*TRECHO CITADO*
--------

Silvia
M. Gasparian Colello
Tradicionalmente,
a oposição entre Oriente e Ocidente tem sido um critério de
distinção entre homens e culturas. Entretanto (e de modo paradoxal),
o confronto entre esses dois mundos apresenta uma dimensão catártica
sobre nós porque, em primeiro lugar, é possível vislumbrar,
para além das diferenças, a mesma essência de ser humano e,
em segundo, porque, ante ao "espelho dos antagonismos",
é inevitável que passemos a nos enxergar por um outro ângulo,
evidenciando dimensões do ser nunca antes consideradas.
Isso quer dizer que
"conhecer o outro" traz a reboque a possibilidade
de "conhecer-se através do outro". Do ponto de vista
educativo, o conhecimento a respeito dos outros faz parte daquilo
que é essencial à aprendizagem: saber como meio de saciar a
infindável curiosidade do ser humano e, assim, ampliar os horizontes
da sua existência; conhecer para respeitar, compreender, analisar
e, sobretudo, para estabelecer vínculos e dialogar. Menos evidente,
mas não de menor importância, "conhecer-se através do outro"
possibilita uma dimensão complementar (o que somos, conhecemos
e fazemos em oposição àqueles supostamente diferentes).

--------

*REQUISITOS DA TAREFA*
Como você continuaria o texto sobre o confronto entre Oriente e Ocidente a partir do ponto em que ele termina?

--------

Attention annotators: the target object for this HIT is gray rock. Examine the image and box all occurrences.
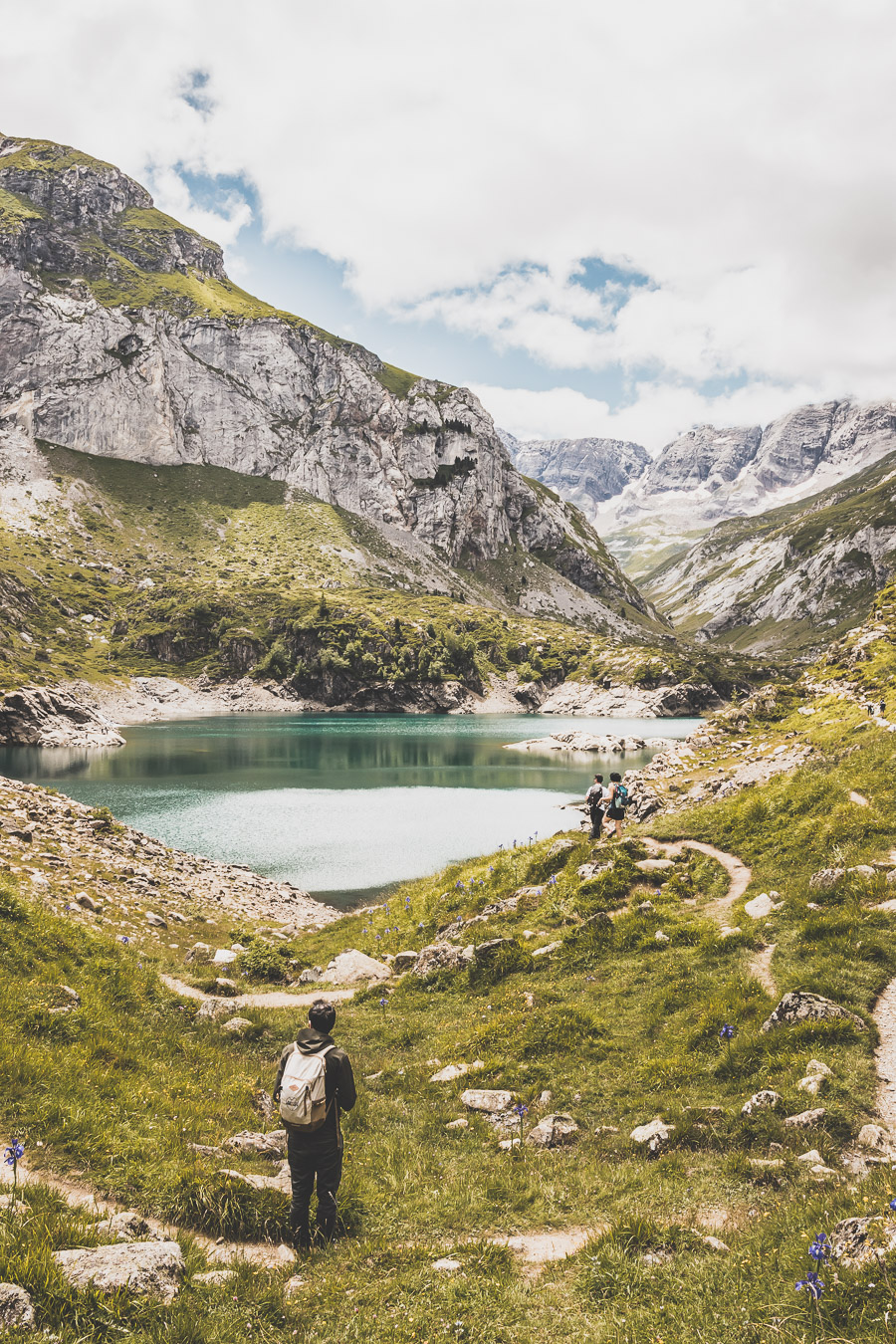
[392,952,420,976]
[324,948,392,986]
[53,1241,184,1302]
[461,1087,513,1114]
[97,1209,165,1241]
[784,1106,827,1129]
[0,1283,34,1331]
[740,1089,782,1116]
[628,1116,676,1157]
[830,1214,896,1268]
[762,990,868,1032]
[220,1129,286,1161]
[808,868,846,891]
[414,942,473,979]
[526,1111,579,1148]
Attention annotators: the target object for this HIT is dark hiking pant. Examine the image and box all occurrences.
[286,1130,342,1245]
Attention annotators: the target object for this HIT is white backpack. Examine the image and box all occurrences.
[280,1045,335,1133]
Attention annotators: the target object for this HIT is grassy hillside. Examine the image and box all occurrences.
[0,445,767,703]
[0,666,896,1344]
[641,453,896,652]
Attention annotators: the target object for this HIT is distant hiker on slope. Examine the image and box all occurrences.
[274,999,357,1250]
[606,771,628,840]
[584,775,603,840]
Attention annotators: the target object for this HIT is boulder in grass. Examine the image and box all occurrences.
[461,1087,513,1116]
[526,1111,579,1148]
[740,1089,782,1116]
[762,990,868,1032]
[0,1283,34,1331]
[220,1129,286,1161]
[53,1241,184,1302]
[324,948,392,986]
[830,1214,896,1268]
[784,1106,827,1129]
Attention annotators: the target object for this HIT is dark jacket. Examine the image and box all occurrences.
[274,1026,357,1148]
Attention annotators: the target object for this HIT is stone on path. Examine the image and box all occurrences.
[461,1087,513,1116]
[526,1111,579,1148]
[324,948,392,986]
[762,990,868,1032]
[740,1087,782,1116]
[53,1241,184,1302]
[784,1106,827,1129]
[0,1283,34,1331]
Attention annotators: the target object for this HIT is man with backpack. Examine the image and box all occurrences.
[606,771,628,840]
[274,999,357,1250]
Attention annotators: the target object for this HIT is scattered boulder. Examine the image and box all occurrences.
[784,1106,827,1129]
[224,1017,255,1036]
[392,950,420,976]
[184,942,212,963]
[414,942,473,979]
[461,1087,513,1116]
[762,990,868,1030]
[220,1129,286,1161]
[628,1116,676,1157]
[324,948,392,986]
[740,1089,782,1116]
[830,1214,896,1268]
[53,1241,184,1302]
[808,868,846,891]
[97,1209,165,1241]
[856,1125,893,1157]
[0,1283,34,1331]
[526,1111,579,1148]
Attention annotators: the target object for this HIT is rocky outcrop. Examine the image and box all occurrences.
[499,430,650,515]
[0,687,124,748]
[53,1241,184,1302]
[0,138,649,623]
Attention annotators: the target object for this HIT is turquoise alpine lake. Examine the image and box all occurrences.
[0,714,700,907]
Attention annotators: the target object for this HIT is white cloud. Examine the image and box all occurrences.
[0,0,896,439]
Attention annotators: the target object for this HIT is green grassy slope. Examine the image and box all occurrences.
[0,666,896,1344]
[0,445,767,703]
[639,453,896,650]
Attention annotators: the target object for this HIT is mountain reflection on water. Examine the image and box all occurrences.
[0,715,699,905]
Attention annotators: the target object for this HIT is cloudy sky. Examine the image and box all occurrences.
[0,0,896,449]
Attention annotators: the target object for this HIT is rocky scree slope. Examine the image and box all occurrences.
[642,452,896,653]
[505,400,896,582]
[0,137,650,621]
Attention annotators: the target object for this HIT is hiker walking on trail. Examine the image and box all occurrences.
[584,775,603,840]
[274,999,357,1250]
[604,771,628,840]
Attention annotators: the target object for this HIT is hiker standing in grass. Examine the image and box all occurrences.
[584,775,603,840]
[274,999,357,1250]
[606,771,628,840]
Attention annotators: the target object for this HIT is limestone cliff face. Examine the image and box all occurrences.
[0,138,650,611]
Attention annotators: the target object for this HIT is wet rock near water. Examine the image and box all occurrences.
[53,1241,184,1302]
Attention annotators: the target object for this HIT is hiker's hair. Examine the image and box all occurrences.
[308,999,336,1032]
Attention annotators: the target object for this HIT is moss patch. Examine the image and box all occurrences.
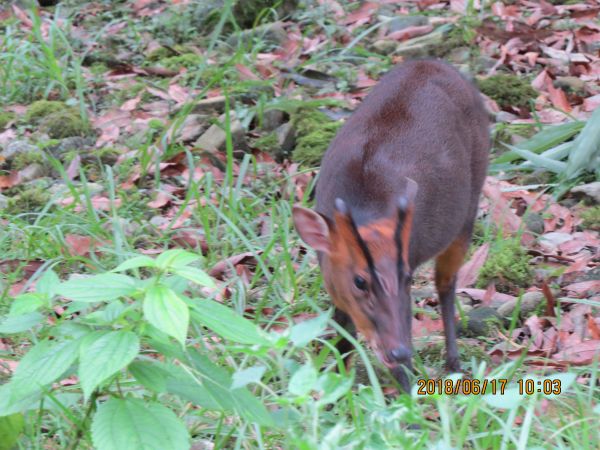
[233,0,298,29]
[477,239,531,291]
[25,100,69,125]
[477,73,537,109]
[0,111,15,129]
[292,109,342,166]
[252,132,279,153]
[158,53,202,70]
[11,150,45,170]
[581,206,600,231]
[5,185,50,215]
[416,340,490,369]
[40,108,90,139]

--------

*RESULTADO FINAL*
No confronto com o
Oriente(1), a constatação das diferenças ou daquilo que nos
falta permite ao educador uma ampla (re)visão de seus princípios
pedagógicos, podendo considerar outros alvos e outros meios
para o desenvolvimento humano a despeito das tendências (determinismos?,
amarras?) da cultura na qual estamos submersos. Se é verdade
que os nossos sistemas educacionais estão impregnados de valores
específicos do nosso mundo, é também verdade que a escola, potencialmente,
configura-se como um meio privilegiado para se pensar criticamente
os rumos da educação, buscando princípios mais equilibrados
para a realização do homem.
Nessa perspectiva,
o presente artigo pretende retomar a oposição Oriente-Ocidente,
buscando especificamente no confronto do trinômio "cultura,
educação e linguagem", implicações e eventuais alternativas
para o ensino de língua materna no Ocidente. Sem a pretensão
de generalizar a inevitável diversidade nas formas de atualização
lingüística ou de qualquer universo cultural, fixo a minha argumentação
em tendências genericamente apontadas e reconhecidas por diversos
autores.
Antes disso, porém,
importa precisar os pressupostos básicos deste ensaio, a saber,
a concepção de linguagem, suas implicações educativas e a constatação
de alarmantes tendências ocidentais na produção da escrita,
aspecto este que motiva a busca de alternativas à luz de outros
valores culturais.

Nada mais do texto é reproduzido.